Schwarze Person mit pinker Mütze und pink angemalten Fingernägeln hält Notizblock hoch mit der Aufschrift "Equal Pay".

Equal Pay fordern die einen – Fachkräftemangel beklagen die anderen. Was wäre, wenn beiden Parteien geholfen werden könnte? Jedes Jahr wird in Deutschland Anfang März auf das Lohngefälle zwischen „Männern und Frauen“ aufmerksam gemacht. Dies geschieht am Equal Pay Day. Gleichzeitig wundern sich Unternehmen, warum sich kaum noch Fachkräfte bei ihnen bewerben.

Was könnte der Equal Pay Day mit dem Fachkräftemangel zu tun haben?

Traditionell schafft der Equal Pay Day ein Bewusstsein für das Lohngefälle (Pay Gap) zwischen „Männern und Frauen“. Das Statistische Bundesamt benennt hierbei den sogenannten Gender Pay Gap bei durchschnittlich 20 Prozent (unbereinigt) bzw. 6 Prozent (bereinigt).

• **IHRE AUFGABE**
Schreiben Sie den Text über Equal Pay Day und Fachkräftemangel ab dem letzten Satz weiter.

• **VORLIEGENDE ZEILEN**
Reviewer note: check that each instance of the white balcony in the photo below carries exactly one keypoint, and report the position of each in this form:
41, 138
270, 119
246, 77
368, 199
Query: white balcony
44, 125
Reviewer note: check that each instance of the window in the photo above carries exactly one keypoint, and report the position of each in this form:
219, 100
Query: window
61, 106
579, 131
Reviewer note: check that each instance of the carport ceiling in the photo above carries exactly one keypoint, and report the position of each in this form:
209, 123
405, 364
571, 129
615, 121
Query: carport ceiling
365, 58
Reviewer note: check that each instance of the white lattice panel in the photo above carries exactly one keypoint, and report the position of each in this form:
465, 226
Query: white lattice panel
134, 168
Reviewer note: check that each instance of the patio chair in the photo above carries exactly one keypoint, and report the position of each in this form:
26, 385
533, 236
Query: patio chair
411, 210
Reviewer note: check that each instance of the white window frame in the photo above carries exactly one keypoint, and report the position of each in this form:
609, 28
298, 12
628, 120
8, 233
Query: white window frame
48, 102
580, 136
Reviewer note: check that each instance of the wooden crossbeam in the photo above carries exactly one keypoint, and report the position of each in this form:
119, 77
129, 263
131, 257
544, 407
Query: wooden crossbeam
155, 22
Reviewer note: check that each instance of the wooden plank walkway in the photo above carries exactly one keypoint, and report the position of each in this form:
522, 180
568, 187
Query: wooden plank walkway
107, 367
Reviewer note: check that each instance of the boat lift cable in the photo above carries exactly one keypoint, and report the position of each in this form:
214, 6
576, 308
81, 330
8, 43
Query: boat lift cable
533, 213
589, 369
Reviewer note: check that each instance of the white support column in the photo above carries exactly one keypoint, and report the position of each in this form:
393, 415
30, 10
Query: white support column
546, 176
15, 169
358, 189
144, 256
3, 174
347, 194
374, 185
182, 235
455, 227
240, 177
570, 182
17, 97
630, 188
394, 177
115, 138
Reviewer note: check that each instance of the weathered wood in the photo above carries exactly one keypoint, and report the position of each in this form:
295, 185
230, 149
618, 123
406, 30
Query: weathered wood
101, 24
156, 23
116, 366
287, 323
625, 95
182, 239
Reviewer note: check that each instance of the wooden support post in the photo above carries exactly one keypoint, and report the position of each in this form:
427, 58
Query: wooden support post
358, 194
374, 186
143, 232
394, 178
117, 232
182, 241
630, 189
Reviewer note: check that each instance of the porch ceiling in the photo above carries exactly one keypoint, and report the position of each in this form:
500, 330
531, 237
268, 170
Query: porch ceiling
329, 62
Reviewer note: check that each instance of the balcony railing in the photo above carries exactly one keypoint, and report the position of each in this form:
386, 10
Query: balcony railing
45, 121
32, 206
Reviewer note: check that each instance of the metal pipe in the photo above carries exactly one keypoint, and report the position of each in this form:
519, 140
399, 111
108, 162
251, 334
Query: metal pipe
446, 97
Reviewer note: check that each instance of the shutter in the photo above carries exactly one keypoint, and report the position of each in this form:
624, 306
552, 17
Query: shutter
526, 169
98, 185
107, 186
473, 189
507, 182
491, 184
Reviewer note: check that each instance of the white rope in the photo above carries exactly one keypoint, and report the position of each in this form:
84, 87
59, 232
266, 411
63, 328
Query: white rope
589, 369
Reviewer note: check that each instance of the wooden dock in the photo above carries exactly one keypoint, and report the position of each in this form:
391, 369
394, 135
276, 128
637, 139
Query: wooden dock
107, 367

• **ANTWORT ZUR AUFGABE**
Der „Bereinigte Gender Pay Gap“ vergleicht gleichausgebildete Personen, die den gleichen Titel führen. Die unbereinigte Lohnlücke nimmt keine Rücksicht auf Stellung, Ausbildung und Co.

ver.di-Bundesvorstandsmitglied Stefanie Nutzenberger erklärt, dass fast 70 Prozent der ausschließlich geringfügig entlohnten Beschäftigten „Frauen“ seien. Besonders die Pandemie habe gesellschaftliche Bedingungen aufgezeigt, die deutlich verbessert werden müssten. Die partnerschaftliche Verteilung von Haus-, Sorge- und Erwerbsarbeit zwischen den Geschlechtern und der Schutz von „Frauen“ vor jeglicher Gewalt.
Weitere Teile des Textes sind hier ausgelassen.